-- Start of Data records --

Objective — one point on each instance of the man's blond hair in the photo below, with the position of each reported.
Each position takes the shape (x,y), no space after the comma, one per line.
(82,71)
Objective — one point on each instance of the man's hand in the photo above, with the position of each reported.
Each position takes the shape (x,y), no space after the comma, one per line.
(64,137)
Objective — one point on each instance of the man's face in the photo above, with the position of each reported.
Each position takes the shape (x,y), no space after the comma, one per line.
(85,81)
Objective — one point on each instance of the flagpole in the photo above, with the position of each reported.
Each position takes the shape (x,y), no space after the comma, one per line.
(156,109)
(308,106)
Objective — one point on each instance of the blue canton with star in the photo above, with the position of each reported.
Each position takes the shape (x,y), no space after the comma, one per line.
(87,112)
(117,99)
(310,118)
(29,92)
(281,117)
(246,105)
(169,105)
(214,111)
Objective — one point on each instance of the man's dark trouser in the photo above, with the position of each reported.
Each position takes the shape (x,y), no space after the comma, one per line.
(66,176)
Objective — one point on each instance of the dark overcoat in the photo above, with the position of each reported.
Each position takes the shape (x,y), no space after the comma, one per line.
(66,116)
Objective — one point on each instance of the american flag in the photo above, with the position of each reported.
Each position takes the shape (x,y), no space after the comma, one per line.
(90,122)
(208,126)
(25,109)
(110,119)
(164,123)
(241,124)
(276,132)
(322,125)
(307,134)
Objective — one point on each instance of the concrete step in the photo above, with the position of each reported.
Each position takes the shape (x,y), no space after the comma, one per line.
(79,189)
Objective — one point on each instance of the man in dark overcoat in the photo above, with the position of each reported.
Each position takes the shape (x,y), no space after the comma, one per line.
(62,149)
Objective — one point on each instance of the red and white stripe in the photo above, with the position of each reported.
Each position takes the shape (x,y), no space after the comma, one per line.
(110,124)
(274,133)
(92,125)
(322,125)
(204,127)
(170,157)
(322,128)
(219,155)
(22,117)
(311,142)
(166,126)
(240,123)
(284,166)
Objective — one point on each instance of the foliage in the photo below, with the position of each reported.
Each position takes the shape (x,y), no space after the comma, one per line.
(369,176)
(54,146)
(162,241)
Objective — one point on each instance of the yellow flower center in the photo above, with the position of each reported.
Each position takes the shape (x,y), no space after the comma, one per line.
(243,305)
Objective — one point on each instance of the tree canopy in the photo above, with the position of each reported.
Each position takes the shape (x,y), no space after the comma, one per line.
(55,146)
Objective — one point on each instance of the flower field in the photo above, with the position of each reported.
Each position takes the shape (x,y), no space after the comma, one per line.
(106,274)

-- End of Data records --

:: Description of the task ::
Reproduce all of the lines above verbatim, from the first line through the last.

:: Reply to the task ::
Objective — one point on each instance of the man's blond hair in the photo below, with the position of each reported.
Each position takes the shape (x,y), no space after the comma, one per line.
(82,71)
Objective — one point on each instance of the man's hand in the photo above, with the position of each reported.
Each position takes the shape (x,y), no space after the comma, one per line.
(64,137)
Objective — one point on each instance of the man's face in the photo above, with the position of each reported.
Each position takes the shape (x,y), no space after the comma, one per line.
(85,81)
Objective — one point on each instance of the flagpole in the photo above, with the position of each reported.
Each position takes the shape (x,y), no space after the comma, one per line.
(156,109)
(308,106)
Objective — one point on each instance of the blue canton with star in the photo above, with the position of each reported.
Each position takes the shape (x,y), no space after the comma, one per line.
(87,112)
(117,99)
(310,118)
(29,92)
(281,117)
(246,105)
(169,105)
(214,111)
Objective — one point on each instance of the man's dark trouser in the photo above, with the position of each reported.
Each position takes the shape (x,y), no space after the comma, one per line.
(66,176)
Objective — one point on each instance of the dark overcoat in the photo above, with the position of each reported.
Each position takes the shape (x,y), no space after the comma, one per line.
(66,116)
Objective — one point on each instance of the american flag in the photo above, with the position of each reported.
Each position takes the shape (x,y), no space after the comma, one per line.
(90,122)
(208,126)
(25,109)
(110,119)
(164,123)
(241,124)
(276,132)
(322,125)
(307,134)
Objective — one point on each instance of the concrete step in the photo above, with the position of each reported.
Each position takes the shape (x,y), no space after the comma, one per line.
(79,189)
Objective — one point on each instance of the man in dark overcoat in the photo above, with the position of each reported.
Each position takes the shape (x,y), no space after the comma, one per line.
(62,149)
Objective — one point on each instance of the red and white stripe in the photo above, with the position of each reported.
Each position takes the shape (x,y), no space after the comma, one per line.
(110,124)
(274,133)
(92,125)
(322,125)
(204,127)
(170,157)
(322,128)
(219,155)
(22,117)
(311,142)
(166,126)
(240,123)
(284,166)
Objective — one point on each instance of the foliage in the photo below, with the position of each reported.
Each position takes the shape (x,y), no space after the comma, one per line.
(369,176)
(54,146)
(162,241)
Objective — one point on each instance of the yellow flower center in the photo above, with the position of each reported.
Each position takes the shape (x,y), no space after the comma, one per line.
(243,305)
Objective — one point on each instance of the tree canopy in the photo above, with the position of each reported.
Each position takes the shape (x,y), no space after the comma, one per line.
(55,146)
Objective — one point on each instance of the flower field in the photo above, with the position of each reported.
Each position takes the shape (x,y), no space after the comma, one per line.
(106,274)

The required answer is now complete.